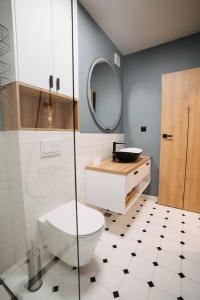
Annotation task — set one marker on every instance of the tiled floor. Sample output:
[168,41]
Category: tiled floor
[151,253]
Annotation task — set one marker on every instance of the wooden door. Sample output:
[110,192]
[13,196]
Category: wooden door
[192,182]
[173,150]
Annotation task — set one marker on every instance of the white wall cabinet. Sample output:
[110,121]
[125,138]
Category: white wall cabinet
[44,43]
[116,187]
[34,41]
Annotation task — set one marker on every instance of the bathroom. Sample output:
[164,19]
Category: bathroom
[99,144]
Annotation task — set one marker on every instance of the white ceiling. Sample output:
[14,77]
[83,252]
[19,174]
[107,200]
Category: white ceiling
[134,25]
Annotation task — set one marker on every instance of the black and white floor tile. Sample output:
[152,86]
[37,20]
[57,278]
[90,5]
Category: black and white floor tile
[151,253]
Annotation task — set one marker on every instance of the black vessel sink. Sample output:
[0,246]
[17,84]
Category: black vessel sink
[127,155]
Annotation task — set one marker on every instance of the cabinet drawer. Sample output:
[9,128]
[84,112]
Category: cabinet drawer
[137,175]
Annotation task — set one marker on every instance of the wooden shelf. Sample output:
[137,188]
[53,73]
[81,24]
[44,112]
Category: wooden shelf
[108,166]
[28,108]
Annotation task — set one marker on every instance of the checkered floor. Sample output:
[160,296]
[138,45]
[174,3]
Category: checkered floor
[151,253]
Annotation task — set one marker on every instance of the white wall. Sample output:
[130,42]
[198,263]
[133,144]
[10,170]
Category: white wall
[49,182]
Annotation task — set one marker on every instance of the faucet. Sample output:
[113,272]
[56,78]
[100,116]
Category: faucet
[114,148]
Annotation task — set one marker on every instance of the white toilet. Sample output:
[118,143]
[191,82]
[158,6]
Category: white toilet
[59,232]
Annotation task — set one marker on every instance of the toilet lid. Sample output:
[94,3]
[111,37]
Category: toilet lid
[64,219]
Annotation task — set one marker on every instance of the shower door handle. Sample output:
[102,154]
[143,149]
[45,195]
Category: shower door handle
[57,84]
[165,136]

****

GOAL OF THE EXERCISE ▸ Write out the whole listing exactly, and drop the pictures.

RESPONSE AREA ▸
Annotation task — set one marker on every instance of the tiled floor. Sample output:
[168,41]
Category: tiled floor
[151,253]
Annotation task — set one marker on every instance of the wooden door. Sample output:
[110,192]
[13,196]
Category: wooden door
[192,182]
[173,150]
Annotation task — set one marker on every instance of the white wall cabinet. Sample output:
[110,121]
[125,138]
Category: white wall cabinet
[44,43]
[116,187]
[34,41]
Annotation task — set one marker on every instance of the bathroom. Sample output:
[164,19]
Category: bathroom
[99,144]
Annotation task — set one marker on every instance of the white ceiling. Sample output:
[14,77]
[83,252]
[19,174]
[107,200]
Category: white ceiling
[134,25]
Annotation task — set one marker on every instance of the black and white floor tile. Sample output:
[152,86]
[37,20]
[57,278]
[90,5]
Category: black and white floor tile
[151,253]
Annotation task — set one marker on every instance of the black vessel sink. Sample output:
[0,246]
[17,84]
Category: black vessel sink
[127,155]
Annotation task — set one marker on every instance of the cabinet drawer. Sample output:
[9,128]
[84,112]
Category: cabinet drawer
[137,175]
Annotation task — set one marker on every instance of the wooden shelf. Sample output:
[137,188]
[53,73]
[81,24]
[44,112]
Category: wooden shelf
[108,166]
[28,108]
Annotation task — set one marker on every instance of the checkered floor. Sample output:
[160,296]
[138,45]
[174,3]
Category: checkered floor
[151,253]
Annotation task — set one marker on every instance of the white wall. Sample output:
[130,42]
[198,263]
[133,144]
[10,170]
Category: white wall
[49,182]
Annotation task — set one marker on every instance of the faucet. Sample output:
[113,272]
[56,78]
[100,116]
Category: faucet
[114,148]
Annotation task — set one marker on every instance of the white toilet. Sample output:
[118,143]
[191,82]
[158,6]
Category: white toilet
[59,232]
Annotation task — set one marker on every instance of the toilet lid. Sample output:
[94,3]
[111,37]
Category: toilet lid
[64,219]
Annotation task — set one marker on every instance of the shower door handle. Sample output:
[102,154]
[143,149]
[45,195]
Category: shower door handle
[57,84]
[165,136]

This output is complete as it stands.